** begin Data excerpts **

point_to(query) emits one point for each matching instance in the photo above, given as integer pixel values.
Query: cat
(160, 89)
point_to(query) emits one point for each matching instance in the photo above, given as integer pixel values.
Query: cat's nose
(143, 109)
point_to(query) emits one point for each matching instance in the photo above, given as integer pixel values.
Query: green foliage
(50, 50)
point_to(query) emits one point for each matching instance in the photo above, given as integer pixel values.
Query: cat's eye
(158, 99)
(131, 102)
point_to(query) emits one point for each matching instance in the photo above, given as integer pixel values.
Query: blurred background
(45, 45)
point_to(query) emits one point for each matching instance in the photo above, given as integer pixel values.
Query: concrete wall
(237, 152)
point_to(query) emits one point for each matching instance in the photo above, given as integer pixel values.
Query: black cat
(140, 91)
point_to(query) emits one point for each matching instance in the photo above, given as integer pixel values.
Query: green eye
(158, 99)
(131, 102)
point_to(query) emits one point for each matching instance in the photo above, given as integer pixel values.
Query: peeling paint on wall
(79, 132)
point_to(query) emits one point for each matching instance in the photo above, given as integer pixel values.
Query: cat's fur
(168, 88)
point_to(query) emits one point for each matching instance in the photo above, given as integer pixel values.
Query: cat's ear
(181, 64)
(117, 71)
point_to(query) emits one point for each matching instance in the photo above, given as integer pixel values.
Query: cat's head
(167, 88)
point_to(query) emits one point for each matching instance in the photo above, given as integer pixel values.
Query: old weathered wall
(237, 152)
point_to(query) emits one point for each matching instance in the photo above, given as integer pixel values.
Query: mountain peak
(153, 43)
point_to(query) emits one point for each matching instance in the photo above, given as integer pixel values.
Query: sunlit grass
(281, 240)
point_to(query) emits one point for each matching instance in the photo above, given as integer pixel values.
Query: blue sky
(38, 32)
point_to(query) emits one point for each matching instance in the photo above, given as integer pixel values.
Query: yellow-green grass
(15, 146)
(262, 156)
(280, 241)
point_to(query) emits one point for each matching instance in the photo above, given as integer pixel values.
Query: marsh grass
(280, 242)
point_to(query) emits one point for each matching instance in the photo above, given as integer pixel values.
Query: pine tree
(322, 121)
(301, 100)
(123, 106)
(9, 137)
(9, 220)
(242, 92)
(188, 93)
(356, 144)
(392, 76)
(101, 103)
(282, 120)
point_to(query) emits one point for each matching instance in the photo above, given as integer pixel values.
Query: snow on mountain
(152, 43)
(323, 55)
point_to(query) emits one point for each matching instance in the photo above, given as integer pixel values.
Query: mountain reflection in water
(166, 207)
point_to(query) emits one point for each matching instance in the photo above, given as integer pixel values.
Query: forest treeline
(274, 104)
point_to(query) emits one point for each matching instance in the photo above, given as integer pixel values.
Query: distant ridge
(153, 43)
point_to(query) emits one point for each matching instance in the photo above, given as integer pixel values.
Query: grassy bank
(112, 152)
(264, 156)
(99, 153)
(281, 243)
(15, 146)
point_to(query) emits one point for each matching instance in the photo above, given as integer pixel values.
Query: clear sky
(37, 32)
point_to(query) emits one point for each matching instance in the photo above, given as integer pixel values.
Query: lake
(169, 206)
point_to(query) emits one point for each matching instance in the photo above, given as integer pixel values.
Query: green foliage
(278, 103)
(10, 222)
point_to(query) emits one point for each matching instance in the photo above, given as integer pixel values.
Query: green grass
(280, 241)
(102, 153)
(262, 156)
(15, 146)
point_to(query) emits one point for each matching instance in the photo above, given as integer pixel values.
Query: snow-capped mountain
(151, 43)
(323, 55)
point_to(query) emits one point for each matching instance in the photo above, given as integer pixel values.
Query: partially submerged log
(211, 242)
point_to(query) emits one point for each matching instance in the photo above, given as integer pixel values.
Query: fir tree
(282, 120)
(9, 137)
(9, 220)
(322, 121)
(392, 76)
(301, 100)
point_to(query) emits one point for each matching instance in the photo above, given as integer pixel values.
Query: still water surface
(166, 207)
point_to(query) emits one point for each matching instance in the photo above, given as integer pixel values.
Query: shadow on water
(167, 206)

** end Data excerpts **

- **Work instructions**
Send back each record exactly as it stands.

- **Complete answer**
point_to(query) emits one point for each matching instance in the photo above, given as integer pixel values.
Query: cat
(160, 89)
point_to(query) emits one point for each matching instance in the photo above, given as integer pixel values.
Query: cat's nose
(143, 109)
point_to(query) emits one point for each matching instance in the photo above, given as integer pixel values.
Query: green foliage
(50, 50)
point_to(query) emits one point for each matching instance in the photo above, given as integer pixel values.
Query: cat's eye
(158, 99)
(131, 102)
point_to(query) emits one point for each matching instance in the photo above, given as integer pixel values.
Query: blurred background
(45, 45)
point_to(query) emits one point for each matching instance in the photo above, given as integer pixel values.
Query: concrete wall
(237, 152)
point_to(query) emits one point for each matching instance in the photo above, given as integer pixel values.
Query: black cat
(140, 91)
point_to(query) emits one point for each matching instance in the photo above, given as integer pixel values.
Query: green eye
(158, 99)
(131, 102)
point_to(query) emits one point for each matching instance in the photo above, given as integer pixel values.
Query: peeling paint on wall
(79, 132)
point_to(query) emits one point for each matching instance in the photo above, given as integer pixel values.
Query: cat's fur
(168, 88)
point_to(query) emits one point for each matching instance in the photo above, given as integer pixel values.
Query: cat's ear
(181, 64)
(117, 71)
point_to(query) emits one point for each matching instance in the photo above, given as integer pixel values.
Query: cat's head
(167, 88)
point_to(query) emits one point for each matching instance in the photo above, given as integer pixel values.
Query: old weathered wall
(237, 152)
point_to(query) emits one point for each matching instance in the photo above, given as integer pixel values.
Query: mountain peak
(153, 43)
point_to(query) emits one point for each matching instance in the photo above, given as integer pixel values.
Query: sunlit grass
(281, 240)
point_to(query) emits one point for each matching instance in the photo above, given as integer pixel values.
Query: blue sky
(38, 32)
point_to(query) emits one point for each matching instance in the photo above, given as integer pixel values.
Query: yellow-green grass
(15, 146)
(262, 156)
(280, 241)
point_to(query) emits one point for each matching instance in the photo above, given as integer pixel values.
Query: marsh grass
(280, 242)
point_to(query) emits one point for each matching instance in the photo above, given as integer pixel values.
Query: pine tree
(322, 121)
(301, 100)
(123, 106)
(9, 137)
(9, 220)
(242, 92)
(188, 93)
(356, 144)
(392, 76)
(101, 103)
(282, 120)
point_to(query) emits one point for each matching instance in the photo above, given as integer pixel values.
Query: snow on mountain
(152, 43)
(323, 55)
point_to(query) emits one point for each matching instance in the photo above, given as integer pixel values.
Query: mountain reflection in water
(166, 207)
point_to(query) emits one point for each matching instance in the photo above, given as integer pixel values.
Query: forest treeline
(274, 104)
point_to(query) emits one point for each matching instance in the photo above, given as integer pixel values.
Query: distant ridge
(153, 43)
point_to(query) emits one point for each matching instance in the photo above, given as integer pixel values.
Query: grassy bank
(112, 152)
(264, 156)
(99, 153)
(281, 243)
(15, 146)
point_to(query) emits one point for each matching instance in the photo above, given as integer pixel values.
Query: clear sky
(37, 32)
point_to(query) emits one point for each matching instance in the photo above, given as integer pixel values.
Query: lake
(169, 206)
point_to(query) emits one point for each matching instance in the photo above, given as integer pixel values.
Query: green foliage
(278, 103)
(10, 222)
point_to(query) emits one point for each matching instance in the photo above, given as integer pixel values.
Query: green grass
(280, 241)
(102, 153)
(262, 156)
(15, 146)
point_to(query) emits one point for each matching instance in the photo above, given as integer pixel values.
Query: snow-capped mountain
(151, 43)
(323, 55)
point_to(query) emits one point for each matching instance in the photo above, given as integer pixel values.
Query: partially submerged log
(211, 242)
point_to(query) emits one point for each matching instance in the photo above, given as integer pixel values.
Query: fir tree
(282, 120)
(9, 137)
(9, 220)
(322, 121)
(392, 76)
(301, 100)
point_to(query) emits one point for each matching instance in the photo above, given as integer pixel values.
Query: still water surface
(166, 207)
point_to(query) emits one point for each matching instance in the photo above, given as integer pixel values.
Query: shadow on water
(167, 206)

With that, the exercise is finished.